_Directions for this task_
Find each line in the material that contains the string "Draw" and copy those lines in full. Case counts.

_Collection entries_

:::::

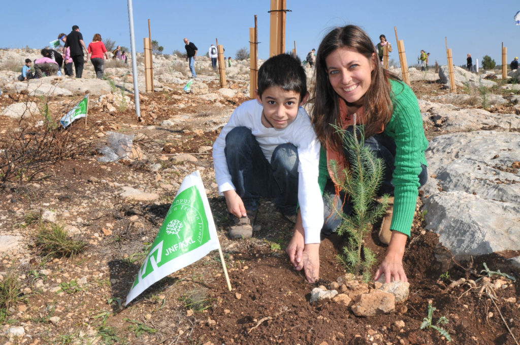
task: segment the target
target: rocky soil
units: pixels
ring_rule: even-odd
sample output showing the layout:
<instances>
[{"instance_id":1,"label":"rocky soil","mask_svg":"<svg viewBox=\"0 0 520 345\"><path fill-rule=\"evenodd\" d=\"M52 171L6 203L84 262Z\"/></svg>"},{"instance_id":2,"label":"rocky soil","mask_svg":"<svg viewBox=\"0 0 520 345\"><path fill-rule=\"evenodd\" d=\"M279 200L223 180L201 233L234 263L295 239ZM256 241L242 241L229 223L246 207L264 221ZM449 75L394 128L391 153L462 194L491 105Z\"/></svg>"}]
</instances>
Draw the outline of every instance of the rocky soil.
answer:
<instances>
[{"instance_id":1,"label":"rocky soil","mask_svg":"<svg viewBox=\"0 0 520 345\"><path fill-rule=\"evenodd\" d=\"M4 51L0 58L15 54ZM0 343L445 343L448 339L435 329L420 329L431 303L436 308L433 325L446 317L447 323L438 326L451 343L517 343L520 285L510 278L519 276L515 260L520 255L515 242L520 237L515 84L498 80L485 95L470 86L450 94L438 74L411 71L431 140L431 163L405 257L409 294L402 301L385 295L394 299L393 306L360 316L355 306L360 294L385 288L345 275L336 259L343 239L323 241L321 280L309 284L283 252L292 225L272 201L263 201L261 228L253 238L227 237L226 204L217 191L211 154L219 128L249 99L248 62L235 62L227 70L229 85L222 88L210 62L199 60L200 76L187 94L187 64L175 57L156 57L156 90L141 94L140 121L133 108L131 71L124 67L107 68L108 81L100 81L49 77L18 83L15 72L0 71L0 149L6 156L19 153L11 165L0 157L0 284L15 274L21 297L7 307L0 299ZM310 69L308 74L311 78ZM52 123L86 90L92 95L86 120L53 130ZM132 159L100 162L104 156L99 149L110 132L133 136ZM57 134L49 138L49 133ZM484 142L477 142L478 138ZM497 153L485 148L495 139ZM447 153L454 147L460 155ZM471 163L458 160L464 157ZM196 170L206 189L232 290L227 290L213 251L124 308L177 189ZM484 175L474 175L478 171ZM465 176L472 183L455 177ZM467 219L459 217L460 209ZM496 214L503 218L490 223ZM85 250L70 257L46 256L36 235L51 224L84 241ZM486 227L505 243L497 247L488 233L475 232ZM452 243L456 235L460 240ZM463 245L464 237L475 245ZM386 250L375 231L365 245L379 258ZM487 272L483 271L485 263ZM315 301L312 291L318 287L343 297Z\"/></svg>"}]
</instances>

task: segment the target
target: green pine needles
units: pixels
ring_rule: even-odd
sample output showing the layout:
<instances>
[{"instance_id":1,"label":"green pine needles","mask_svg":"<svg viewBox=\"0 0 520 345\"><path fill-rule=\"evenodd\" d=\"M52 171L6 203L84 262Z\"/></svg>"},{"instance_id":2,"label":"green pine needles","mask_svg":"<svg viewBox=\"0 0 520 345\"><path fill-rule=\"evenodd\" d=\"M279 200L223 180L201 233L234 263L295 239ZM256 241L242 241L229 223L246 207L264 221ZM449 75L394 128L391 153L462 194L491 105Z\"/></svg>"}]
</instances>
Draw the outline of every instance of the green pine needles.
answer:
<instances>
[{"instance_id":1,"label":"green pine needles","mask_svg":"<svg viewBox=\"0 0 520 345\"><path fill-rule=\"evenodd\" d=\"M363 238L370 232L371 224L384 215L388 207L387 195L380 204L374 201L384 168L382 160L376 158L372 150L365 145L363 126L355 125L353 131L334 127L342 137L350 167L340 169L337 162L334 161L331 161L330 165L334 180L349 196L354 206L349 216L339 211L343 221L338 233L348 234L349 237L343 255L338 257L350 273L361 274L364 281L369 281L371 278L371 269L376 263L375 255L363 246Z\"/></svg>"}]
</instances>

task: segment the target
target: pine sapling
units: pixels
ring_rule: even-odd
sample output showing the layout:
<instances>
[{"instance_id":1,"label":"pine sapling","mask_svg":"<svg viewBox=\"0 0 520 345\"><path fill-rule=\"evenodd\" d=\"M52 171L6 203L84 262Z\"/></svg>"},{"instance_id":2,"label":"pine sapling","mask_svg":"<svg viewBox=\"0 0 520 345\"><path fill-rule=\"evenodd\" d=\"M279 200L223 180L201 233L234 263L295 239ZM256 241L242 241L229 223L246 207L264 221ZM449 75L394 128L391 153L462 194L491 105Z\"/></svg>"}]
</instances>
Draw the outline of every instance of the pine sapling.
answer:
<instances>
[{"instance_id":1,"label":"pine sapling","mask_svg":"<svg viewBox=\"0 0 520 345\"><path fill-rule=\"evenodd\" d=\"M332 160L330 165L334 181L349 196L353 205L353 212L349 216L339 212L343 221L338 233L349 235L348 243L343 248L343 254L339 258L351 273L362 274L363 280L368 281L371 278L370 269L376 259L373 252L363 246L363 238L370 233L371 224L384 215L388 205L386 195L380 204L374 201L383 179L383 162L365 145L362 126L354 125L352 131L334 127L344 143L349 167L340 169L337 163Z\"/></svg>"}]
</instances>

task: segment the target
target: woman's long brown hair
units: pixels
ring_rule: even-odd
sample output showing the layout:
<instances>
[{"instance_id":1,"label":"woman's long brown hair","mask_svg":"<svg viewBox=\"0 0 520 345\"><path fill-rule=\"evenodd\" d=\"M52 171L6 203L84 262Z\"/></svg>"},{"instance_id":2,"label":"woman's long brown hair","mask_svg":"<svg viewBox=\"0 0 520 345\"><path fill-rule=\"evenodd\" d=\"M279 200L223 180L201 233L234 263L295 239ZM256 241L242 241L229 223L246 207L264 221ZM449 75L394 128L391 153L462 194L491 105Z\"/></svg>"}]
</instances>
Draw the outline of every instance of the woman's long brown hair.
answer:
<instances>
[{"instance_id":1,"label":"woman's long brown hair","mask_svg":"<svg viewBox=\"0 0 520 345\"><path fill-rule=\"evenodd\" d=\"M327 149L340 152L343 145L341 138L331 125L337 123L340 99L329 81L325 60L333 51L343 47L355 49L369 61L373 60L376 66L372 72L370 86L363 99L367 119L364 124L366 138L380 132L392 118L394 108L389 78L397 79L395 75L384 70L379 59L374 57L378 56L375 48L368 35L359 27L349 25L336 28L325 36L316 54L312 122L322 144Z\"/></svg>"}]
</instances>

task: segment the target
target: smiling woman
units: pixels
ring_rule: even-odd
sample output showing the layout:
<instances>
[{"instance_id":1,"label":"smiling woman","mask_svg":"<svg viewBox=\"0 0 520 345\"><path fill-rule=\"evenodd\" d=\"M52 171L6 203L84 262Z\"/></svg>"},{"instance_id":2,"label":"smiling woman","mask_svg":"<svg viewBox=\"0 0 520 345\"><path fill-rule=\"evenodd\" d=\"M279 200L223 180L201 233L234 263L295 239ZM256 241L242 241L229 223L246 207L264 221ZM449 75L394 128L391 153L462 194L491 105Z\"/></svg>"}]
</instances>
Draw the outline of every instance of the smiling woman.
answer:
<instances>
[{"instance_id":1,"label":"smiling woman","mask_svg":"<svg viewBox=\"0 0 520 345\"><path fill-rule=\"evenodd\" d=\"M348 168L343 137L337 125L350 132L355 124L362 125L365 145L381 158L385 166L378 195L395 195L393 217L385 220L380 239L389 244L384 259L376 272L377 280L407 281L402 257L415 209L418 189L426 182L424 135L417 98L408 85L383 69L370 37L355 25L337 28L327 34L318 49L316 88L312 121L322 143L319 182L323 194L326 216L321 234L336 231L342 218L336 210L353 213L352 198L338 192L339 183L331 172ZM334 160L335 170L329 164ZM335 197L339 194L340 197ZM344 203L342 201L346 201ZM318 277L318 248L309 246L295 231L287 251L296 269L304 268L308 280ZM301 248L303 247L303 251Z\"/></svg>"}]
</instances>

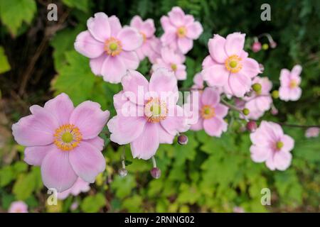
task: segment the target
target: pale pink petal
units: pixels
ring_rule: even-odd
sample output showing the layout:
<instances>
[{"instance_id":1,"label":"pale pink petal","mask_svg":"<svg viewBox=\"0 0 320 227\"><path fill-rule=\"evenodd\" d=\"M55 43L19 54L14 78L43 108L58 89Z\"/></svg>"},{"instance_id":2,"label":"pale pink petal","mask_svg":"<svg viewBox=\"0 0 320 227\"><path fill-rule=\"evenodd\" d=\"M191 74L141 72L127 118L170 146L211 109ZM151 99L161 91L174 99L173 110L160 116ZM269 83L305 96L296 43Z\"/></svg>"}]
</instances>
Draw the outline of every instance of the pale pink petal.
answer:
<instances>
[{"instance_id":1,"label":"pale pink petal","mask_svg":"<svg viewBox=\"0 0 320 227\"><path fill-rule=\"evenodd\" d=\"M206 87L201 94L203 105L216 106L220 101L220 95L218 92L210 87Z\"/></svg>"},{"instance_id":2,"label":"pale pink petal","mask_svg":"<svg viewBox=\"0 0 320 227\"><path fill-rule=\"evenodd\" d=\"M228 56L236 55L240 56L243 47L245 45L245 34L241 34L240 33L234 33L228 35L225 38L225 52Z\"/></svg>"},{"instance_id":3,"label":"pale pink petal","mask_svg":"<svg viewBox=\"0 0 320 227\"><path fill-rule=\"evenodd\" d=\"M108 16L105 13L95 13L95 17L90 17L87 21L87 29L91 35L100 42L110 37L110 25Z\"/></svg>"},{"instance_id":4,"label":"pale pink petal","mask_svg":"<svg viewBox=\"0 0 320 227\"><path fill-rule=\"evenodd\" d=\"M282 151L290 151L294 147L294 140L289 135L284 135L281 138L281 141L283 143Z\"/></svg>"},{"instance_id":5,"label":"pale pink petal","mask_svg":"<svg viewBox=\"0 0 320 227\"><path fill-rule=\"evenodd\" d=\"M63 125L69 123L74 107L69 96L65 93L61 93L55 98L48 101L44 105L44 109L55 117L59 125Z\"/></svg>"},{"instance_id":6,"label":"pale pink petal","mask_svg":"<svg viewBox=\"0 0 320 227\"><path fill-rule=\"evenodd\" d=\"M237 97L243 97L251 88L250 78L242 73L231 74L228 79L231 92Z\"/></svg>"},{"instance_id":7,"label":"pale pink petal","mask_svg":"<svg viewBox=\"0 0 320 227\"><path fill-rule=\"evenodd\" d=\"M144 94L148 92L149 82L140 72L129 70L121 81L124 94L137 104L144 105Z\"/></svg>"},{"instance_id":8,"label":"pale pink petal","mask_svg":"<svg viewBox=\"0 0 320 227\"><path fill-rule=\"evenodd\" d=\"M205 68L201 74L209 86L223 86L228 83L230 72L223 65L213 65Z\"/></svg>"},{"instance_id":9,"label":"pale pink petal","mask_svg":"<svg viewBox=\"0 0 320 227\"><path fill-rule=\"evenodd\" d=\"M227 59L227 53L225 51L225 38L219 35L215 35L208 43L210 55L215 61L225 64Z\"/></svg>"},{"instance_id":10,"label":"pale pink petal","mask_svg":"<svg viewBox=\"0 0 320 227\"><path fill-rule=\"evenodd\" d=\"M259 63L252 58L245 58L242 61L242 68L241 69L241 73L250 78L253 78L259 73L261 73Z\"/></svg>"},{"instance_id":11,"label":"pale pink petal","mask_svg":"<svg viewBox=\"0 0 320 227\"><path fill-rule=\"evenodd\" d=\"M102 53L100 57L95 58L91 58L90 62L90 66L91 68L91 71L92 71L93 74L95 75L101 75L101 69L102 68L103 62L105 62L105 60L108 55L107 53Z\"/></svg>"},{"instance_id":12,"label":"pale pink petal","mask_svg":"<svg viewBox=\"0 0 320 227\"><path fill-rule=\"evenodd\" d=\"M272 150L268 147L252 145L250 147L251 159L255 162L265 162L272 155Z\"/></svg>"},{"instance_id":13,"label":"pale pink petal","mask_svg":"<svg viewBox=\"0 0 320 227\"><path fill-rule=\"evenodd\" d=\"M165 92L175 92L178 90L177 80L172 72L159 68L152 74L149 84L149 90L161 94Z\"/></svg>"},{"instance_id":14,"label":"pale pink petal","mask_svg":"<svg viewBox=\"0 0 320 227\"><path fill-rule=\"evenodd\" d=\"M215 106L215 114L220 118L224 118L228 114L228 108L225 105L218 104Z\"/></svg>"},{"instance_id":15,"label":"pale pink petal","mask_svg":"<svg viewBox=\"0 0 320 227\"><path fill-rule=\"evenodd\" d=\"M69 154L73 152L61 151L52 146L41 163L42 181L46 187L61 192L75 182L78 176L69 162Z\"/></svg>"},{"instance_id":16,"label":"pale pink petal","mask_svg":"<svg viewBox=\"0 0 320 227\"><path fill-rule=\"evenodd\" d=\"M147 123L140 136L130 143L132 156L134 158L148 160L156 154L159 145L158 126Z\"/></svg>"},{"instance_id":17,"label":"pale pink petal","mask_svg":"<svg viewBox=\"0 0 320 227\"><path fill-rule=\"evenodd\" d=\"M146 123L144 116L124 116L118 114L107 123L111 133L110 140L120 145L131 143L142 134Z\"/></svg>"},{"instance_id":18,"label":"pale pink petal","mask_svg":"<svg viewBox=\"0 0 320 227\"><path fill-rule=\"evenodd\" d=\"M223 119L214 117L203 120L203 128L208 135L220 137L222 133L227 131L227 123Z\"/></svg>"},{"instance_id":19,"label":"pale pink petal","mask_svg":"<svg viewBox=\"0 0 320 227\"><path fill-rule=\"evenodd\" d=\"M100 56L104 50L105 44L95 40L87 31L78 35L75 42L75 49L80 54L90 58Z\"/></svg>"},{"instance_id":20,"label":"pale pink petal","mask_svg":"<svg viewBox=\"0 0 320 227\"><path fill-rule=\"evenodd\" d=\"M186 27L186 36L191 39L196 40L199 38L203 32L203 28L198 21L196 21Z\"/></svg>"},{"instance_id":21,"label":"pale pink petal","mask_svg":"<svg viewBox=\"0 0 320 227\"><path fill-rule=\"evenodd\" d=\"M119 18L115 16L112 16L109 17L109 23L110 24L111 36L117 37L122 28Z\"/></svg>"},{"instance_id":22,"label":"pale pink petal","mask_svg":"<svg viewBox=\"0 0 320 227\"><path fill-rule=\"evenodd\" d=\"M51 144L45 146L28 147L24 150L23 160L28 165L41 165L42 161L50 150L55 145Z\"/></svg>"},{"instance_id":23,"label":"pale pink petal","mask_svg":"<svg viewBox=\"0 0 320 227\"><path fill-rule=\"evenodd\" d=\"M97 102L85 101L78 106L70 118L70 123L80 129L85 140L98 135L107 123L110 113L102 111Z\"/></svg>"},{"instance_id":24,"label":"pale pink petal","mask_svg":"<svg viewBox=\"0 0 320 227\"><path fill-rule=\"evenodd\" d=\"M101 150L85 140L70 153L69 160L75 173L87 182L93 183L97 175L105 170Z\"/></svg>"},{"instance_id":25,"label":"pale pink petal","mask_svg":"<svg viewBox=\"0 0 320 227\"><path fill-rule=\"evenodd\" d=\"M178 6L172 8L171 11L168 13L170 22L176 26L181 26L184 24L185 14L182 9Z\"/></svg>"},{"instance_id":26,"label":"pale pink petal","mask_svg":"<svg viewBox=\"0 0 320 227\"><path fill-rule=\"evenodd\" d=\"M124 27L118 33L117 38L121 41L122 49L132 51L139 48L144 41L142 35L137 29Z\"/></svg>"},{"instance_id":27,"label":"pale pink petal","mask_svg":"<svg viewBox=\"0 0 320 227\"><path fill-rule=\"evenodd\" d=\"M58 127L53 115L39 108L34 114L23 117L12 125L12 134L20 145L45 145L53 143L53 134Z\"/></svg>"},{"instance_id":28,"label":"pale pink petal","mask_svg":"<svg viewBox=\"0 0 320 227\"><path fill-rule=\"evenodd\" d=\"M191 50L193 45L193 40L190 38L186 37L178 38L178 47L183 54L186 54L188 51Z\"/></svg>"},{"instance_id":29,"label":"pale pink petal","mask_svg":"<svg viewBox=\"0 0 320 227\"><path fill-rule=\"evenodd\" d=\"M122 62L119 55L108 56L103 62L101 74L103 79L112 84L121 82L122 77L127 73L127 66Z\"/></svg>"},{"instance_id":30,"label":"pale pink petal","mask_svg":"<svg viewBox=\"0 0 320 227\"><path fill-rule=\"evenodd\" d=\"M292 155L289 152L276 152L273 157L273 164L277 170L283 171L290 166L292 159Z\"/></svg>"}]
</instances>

:::::

_Result for this task_
Draw the outline of every instance of the rocky soil.
Draw the outline of every instance of the green pine needles.
Draw the outline of every instance of the pine sapling.
Draw the outline of every instance of the woman's long brown hair.
Draw the outline of every instance of the smiling woman.
Draw the outline of every instance of the pale pink petal.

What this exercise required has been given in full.